Supplied entries Start Marker
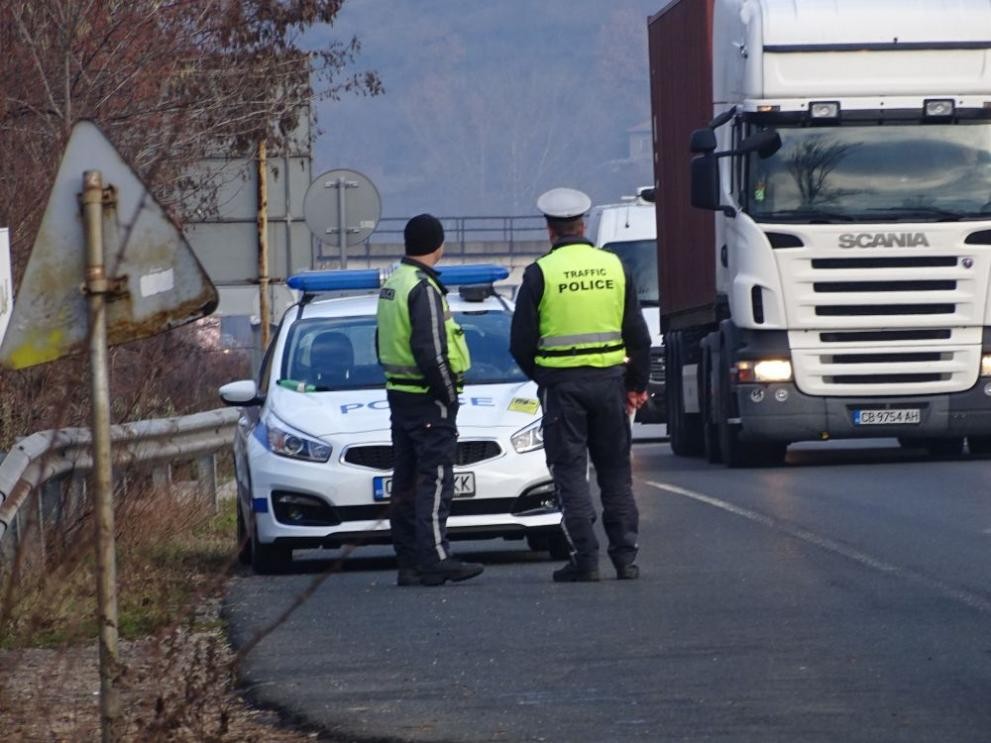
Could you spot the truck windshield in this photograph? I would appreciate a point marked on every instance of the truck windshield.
(932, 172)
(640, 259)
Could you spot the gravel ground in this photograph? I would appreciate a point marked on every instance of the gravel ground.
(177, 687)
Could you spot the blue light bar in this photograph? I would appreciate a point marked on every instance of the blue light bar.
(479, 273)
(331, 281)
(312, 282)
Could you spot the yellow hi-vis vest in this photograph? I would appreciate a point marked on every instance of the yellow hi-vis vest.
(581, 310)
(395, 329)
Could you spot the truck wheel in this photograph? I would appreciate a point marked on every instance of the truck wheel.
(685, 429)
(269, 559)
(979, 445)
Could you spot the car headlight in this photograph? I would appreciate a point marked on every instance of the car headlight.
(288, 443)
(530, 438)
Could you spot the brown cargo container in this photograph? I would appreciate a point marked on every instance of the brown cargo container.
(680, 38)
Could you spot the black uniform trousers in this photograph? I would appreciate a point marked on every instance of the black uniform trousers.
(584, 418)
(424, 442)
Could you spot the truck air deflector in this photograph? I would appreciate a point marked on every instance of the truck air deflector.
(890, 46)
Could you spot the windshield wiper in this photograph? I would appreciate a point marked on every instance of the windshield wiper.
(920, 212)
(804, 214)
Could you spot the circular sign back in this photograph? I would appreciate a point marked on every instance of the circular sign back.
(361, 201)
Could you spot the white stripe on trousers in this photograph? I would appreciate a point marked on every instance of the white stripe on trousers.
(436, 513)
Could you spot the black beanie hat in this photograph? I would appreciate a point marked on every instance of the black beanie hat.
(423, 234)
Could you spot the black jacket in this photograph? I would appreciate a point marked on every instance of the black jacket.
(525, 335)
(428, 336)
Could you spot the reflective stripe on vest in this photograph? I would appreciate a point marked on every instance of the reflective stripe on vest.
(395, 330)
(581, 310)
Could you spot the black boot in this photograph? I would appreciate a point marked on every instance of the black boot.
(571, 573)
(449, 569)
(627, 572)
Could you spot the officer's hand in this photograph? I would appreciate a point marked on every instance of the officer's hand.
(635, 401)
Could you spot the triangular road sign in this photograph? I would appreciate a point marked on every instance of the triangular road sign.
(163, 284)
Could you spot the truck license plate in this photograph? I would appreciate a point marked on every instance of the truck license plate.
(464, 486)
(906, 416)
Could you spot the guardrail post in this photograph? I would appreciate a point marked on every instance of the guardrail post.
(161, 476)
(206, 479)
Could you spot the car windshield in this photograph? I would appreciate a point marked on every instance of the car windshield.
(915, 172)
(338, 353)
(639, 257)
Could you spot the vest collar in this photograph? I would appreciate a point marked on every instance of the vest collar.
(426, 269)
(572, 241)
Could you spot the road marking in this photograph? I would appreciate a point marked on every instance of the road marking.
(972, 600)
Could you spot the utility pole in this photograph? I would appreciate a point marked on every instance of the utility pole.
(264, 303)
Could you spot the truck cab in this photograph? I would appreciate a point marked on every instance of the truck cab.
(629, 229)
(839, 284)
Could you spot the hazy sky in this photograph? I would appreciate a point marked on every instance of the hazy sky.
(487, 104)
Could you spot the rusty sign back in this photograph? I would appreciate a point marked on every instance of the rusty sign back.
(157, 281)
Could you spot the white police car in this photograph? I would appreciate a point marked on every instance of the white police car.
(313, 451)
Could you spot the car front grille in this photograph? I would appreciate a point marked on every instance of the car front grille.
(381, 457)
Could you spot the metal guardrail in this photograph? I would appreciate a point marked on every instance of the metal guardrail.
(48, 455)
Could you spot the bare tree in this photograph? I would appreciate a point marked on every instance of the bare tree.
(170, 81)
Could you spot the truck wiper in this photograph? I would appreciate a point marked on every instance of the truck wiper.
(919, 212)
(805, 214)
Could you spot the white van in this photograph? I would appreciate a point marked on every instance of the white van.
(629, 229)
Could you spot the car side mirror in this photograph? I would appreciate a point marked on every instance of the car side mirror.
(243, 393)
(703, 141)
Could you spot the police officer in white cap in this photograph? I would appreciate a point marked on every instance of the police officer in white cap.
(579, 333)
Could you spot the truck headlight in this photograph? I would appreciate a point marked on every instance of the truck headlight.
(285, 442)
(765, 371)
(530, 438)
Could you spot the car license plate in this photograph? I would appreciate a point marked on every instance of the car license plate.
(464, 486)
(906, 416)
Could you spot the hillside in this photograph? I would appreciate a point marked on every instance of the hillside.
(488, 104)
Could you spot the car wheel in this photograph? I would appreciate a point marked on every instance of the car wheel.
(268, 559)
(243, 543)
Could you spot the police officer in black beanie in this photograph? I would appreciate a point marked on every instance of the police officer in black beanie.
(425, 357)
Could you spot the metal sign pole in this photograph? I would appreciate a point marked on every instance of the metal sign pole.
(97, 288)
(342, 220)
(264, 306)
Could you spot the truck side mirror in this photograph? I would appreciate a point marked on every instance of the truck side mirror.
(706, 191)
(703, 141)
(765, 143)
(705, 182)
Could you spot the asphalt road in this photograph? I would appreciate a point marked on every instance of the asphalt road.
(843, 597)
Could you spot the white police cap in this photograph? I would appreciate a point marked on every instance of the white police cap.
(564, 203)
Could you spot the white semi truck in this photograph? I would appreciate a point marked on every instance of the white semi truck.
(832, 279)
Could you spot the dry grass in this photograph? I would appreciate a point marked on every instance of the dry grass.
(178, 677)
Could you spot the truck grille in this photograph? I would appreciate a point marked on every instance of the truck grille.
(380, 457)
(887, 362)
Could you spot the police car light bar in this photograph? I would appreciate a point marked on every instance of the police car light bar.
(480, 273)
(312, 282)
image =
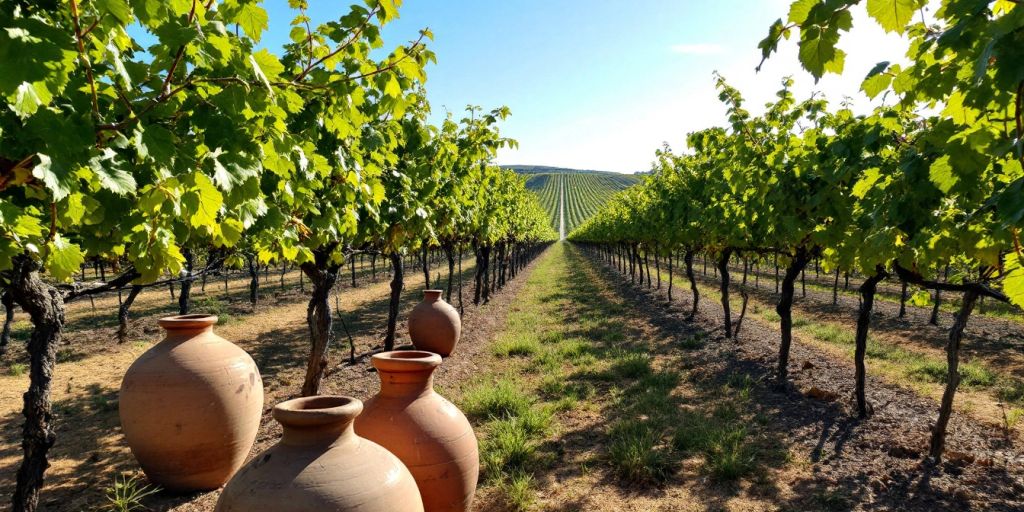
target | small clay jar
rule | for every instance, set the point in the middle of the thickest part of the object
(434, 326)
(428, 433)
(321, 464)
(190, 406)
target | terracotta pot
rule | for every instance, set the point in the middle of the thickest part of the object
(426, 431)
(190, 406)
(321, 465)
(433, 325)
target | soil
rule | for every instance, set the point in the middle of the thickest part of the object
(875, 463)
(90, 448)
(838, 462)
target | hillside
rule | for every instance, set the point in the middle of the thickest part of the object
(585, 190)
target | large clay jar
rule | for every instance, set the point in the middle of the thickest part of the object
(426, 431)
(434, 325)
(322, 465)
(190, 406)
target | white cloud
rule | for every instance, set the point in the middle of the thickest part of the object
(622, 134)
(697, 49)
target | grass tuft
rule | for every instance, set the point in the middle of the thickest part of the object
(517, 345)
(501, 399)
(507, 449)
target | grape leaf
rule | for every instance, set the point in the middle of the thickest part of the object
(893, 15)
(64, 258)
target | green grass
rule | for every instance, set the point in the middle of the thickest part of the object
(16, 369)
(585, 193)
(126, 494)
(507, 449)
(636, 452)
(516, 345)
(501, 399)
(518, 492)
(908, 364)
(721, 437)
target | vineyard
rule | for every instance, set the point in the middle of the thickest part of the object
(244, 274)
(585, 193)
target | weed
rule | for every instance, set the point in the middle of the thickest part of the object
(972, 375)
(573, 349)
(552, 385)
(721, 438)
(506, 449)
(632, 366)
(1014, 417)
(517, 345)
(210, 305)
(68, 354)
(126, 495)
(504, 398)
(636, 453)
(537, 421)
(518, 492)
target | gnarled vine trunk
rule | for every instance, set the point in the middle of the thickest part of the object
(184, 297)
(123, 312)
(784, 309)
(688, 260)
(723, 269)
(8, 308)
(45, 306)
(397, 282)
(253, 280)
(323, 275)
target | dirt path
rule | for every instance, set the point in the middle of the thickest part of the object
(870, 464)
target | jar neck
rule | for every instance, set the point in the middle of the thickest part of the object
(330, 434)
(407, 384)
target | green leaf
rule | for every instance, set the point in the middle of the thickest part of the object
(941, 173)
(877, 80)
(204, 202)
(921, 298)
(119, 8)
(27, 100)
(266, 67)
(799, 10)
(865, 183)
(1013, 284)
(107, 167)
(817, 50)
(62, 258)
(893, 15)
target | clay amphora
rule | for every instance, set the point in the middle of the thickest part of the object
(434, 326)
(321, 464)
(426, 431)
(190, 406)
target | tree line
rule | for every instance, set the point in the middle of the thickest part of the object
(161, 138)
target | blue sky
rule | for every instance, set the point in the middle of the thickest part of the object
(601, 84)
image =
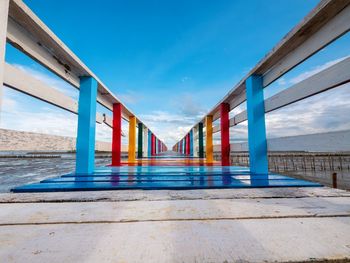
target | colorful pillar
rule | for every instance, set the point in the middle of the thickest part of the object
(85, 157)
(117, 134)
(145, 142)
(256, 125)
(195, 141)
(4, 9)
(132, 139)
(200, 140)
(149, 143)
(185, 146)
(225, 134)
(209, 138)
(140, 141)
(191, 143)
(153, 143)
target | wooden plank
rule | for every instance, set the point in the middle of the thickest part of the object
(17, 79)
(4, 7)
(335, 28)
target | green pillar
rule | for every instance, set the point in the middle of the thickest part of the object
(200, 140)
(139, 141)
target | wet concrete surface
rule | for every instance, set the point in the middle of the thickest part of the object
(19, 171)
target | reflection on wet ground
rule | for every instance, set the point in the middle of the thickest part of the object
(164, 173)
(19, 171)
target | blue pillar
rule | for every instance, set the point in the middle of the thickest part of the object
(149, 143)
(191, 143)
(256, 125)
(85, 158)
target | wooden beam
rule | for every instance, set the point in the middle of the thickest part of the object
(324, 80)
(324, 24)
(334, 28)
(30, 35)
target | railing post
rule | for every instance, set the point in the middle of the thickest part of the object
(132, 139)
(145, 142)
(4, 9)
(256, 125)
(225, 134)
(116, 134)
(209, 138)
(140, 141)
(200, 140)
(85, 145)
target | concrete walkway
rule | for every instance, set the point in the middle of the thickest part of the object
(227, 225)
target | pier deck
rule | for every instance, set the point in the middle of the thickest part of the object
(216, 225)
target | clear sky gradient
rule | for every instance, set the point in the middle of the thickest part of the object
(171, 61)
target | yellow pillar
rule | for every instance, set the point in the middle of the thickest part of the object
(132, 139)
(209, 138)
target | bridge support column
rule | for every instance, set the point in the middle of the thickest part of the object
(140, 141)
(117, 134)
(256, 125)
(85, 145)
(152, 146)
(225, 134)
(195, 141)
(200, 140)
(149, 143)
(4, 9)
(191, 143)
(188, 144)
(209, 138)
(132, 139)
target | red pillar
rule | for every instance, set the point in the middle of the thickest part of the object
(116, 134)
(187, 144)
(225, 134)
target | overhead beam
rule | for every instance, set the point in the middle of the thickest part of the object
(324, 24)
(329, 78)
(31, 36)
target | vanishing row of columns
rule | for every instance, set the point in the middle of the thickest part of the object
(258, 158)
(147, 143)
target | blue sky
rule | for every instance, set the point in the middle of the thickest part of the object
(171, 61)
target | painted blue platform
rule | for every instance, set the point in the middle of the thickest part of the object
(158, 177)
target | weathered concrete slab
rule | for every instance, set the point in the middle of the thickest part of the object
(134, 195)
(231, 225)
(172, 210)
(262, 240)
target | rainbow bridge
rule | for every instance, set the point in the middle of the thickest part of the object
(190, 163)
(198, 207)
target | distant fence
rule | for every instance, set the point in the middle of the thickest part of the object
(338, 141)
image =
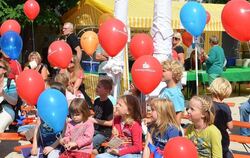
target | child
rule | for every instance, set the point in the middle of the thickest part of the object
(44, 139)
(220, 89)
(79, 132)
(245, 117)
(103, 117)
(163, 126)
(172, 74)
(202, 132)
(127, 129)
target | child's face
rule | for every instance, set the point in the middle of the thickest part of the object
(100, 90)
(153, 113)
(194, 111)
(166, 75)
(121, 108)
(77, 117)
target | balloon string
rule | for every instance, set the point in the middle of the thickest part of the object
(248, 46)
(33, 36)
(91, 66)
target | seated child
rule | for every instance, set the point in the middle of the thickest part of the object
(103, 117)
(205, 135)
(79, 131)
(127, 129)
(164, 126)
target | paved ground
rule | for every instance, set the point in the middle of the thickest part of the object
(6, 148)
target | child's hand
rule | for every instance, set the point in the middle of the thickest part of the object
(115, 132)
(47, 150)
(33, 151)
(92, 119)
(70, 145)
(113, 151)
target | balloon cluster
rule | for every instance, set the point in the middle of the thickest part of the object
(31, 9)
(235, 19)
(193, 17)
(11, 43)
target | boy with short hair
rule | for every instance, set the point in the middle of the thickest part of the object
(220, 89)
(103, 117)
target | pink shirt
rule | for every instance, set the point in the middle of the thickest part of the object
(81, 133)
(15, 67)
(131, 135)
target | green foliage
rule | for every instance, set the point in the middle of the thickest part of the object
(50, 11)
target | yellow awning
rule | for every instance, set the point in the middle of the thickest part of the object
(140, 13)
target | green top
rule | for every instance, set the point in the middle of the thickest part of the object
(231, 74)
(215, 60)
(207, 141)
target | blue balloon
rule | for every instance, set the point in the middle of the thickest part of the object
(52, 108)
(193, 18)
(11, 44)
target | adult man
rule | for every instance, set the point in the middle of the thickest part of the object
(214, 60)
(72, 39)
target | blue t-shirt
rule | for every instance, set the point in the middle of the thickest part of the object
(160, 141)
(175, 96)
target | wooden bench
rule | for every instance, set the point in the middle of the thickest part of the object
(241, 139)
(11, 136)
(241, 124)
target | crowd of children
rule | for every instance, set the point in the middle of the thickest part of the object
(120, 126)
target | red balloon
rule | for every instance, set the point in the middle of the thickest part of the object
(10, 25)
(31, 9)
(59, 54)
(208, 17)
(180, 147)
(187, 38)
(146, 73)
(235, 19)
(141, 44)
(113, 36)
(30, 85)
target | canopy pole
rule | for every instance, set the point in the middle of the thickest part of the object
(196, 66)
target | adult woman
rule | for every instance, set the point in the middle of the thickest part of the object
(35, 62)
(177, 42)
(8, 97)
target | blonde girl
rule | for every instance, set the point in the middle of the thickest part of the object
(127, 127)
(35, 63)
(164, 126)
(177, 46)
(202, 132)
(79, 132)
(172, 74)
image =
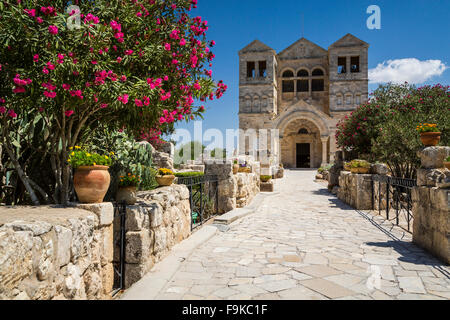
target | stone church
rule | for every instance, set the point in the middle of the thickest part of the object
(303, 92)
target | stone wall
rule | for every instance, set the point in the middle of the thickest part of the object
(56, 253)
(160, 219)
(356, 190)
(431, 203)
(235, 191)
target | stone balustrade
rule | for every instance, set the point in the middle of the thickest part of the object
(235, 191)
(431, 203)
(56, 253)
(159, 220)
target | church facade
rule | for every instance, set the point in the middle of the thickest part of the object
(302, 92)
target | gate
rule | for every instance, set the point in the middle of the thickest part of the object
(203, 198)
(120, 214)
(398, 197)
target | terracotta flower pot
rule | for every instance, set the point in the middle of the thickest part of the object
(165, 181)
(91, 183)
(447, 164)
(127, 194)
(430, 139)
(360, 170)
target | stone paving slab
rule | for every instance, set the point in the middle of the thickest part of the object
(303, 243)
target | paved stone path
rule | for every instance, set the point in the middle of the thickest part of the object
(303, 243)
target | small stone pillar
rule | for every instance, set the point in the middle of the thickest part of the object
(324, 151)
(431, 203)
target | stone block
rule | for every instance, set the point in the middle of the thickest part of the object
(139, 246)
(136, 218)
(16, 258)
(103, 211)
(431, 177)
(63, 245)
(156, 214)
(267, 186)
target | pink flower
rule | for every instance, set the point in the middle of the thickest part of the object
(123, 99)
(50, 95)
(12, 114)
(53, 30)
(138, 103)
(68, 113)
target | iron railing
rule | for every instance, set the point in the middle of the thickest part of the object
(397, 194)
(203, 198)
(120, 214)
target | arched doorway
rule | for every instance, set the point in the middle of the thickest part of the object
(301, 145)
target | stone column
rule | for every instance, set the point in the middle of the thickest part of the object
(431, 203)
(324, 151)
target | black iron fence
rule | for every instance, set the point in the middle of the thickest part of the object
(394, 196)
(120, 214)
(203, 197)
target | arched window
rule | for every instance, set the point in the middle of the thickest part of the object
(318, 84)
(288, 85)
(349, 98)
(303, 131)
(317, 72)
(303, 73)
(256, 106)
(288, 74)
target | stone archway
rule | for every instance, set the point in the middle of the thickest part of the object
(301, 144)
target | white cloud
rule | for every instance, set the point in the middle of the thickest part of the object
(410, 70)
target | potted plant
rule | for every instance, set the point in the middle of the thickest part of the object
(347, 166)
(429, 134)
(243, 168)
(165, 177)
(127, 189)
(235, 166)
(91, 179)
(447, 163)
(360, 166)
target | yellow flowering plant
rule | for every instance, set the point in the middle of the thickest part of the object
(79, 157)
(427, 127)
(165, 172)
(129, 180)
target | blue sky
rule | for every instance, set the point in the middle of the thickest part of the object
(409, 29)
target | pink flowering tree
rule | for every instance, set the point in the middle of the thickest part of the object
(135, 65)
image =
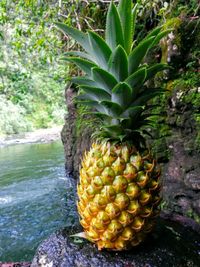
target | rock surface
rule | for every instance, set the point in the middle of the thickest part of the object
(173, 244)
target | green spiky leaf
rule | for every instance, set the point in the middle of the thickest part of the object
(127, 16)
(136, 80)
(118, 63)
(121, 94)
(103, 79)
(114, 34)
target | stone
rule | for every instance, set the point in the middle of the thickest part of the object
(174, 242)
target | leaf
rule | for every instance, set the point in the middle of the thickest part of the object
(99, 49)
(151, 71)
(103, 79)
(114, 34)
(118, 63)
(82, 81)
(127, 17)
(136, 80)
(139, 53)
(79, 36)
(113, 108)
(98, 93)
(121, 94)
(84, 64)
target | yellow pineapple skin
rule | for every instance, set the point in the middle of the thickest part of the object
(119, 195)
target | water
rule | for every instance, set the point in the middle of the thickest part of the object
(36, 198)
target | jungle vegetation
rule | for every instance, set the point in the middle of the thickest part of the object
(32, 77)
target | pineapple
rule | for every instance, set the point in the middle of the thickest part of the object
(119, 189)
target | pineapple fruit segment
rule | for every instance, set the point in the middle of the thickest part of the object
(118, 198)
(119, 183)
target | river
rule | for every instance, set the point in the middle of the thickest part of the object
(36, 198)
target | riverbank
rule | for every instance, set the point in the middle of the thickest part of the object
(38, 136)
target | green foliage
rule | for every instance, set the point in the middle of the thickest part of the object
(119, 71)
(28, 78)
(12, 118)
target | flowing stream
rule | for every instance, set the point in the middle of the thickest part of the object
(36, 198)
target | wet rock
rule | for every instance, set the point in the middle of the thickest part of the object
(174, 242)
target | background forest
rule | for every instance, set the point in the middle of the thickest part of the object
(32, 78)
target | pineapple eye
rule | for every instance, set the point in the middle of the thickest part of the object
(120, 184)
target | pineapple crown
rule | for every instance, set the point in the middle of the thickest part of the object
(115, 74)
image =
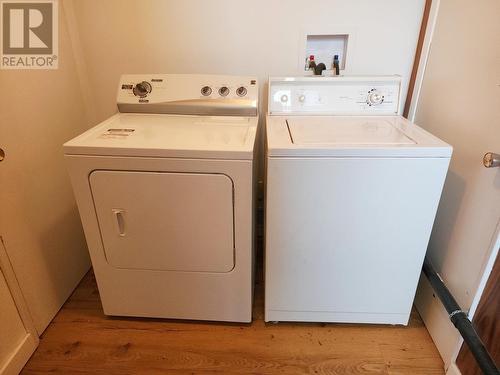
Supplied entries End Marker
- Task instructions
Going through the data above, return each line with the word "surface".

- Problem solution
target | wet concrete surface
target | rock surface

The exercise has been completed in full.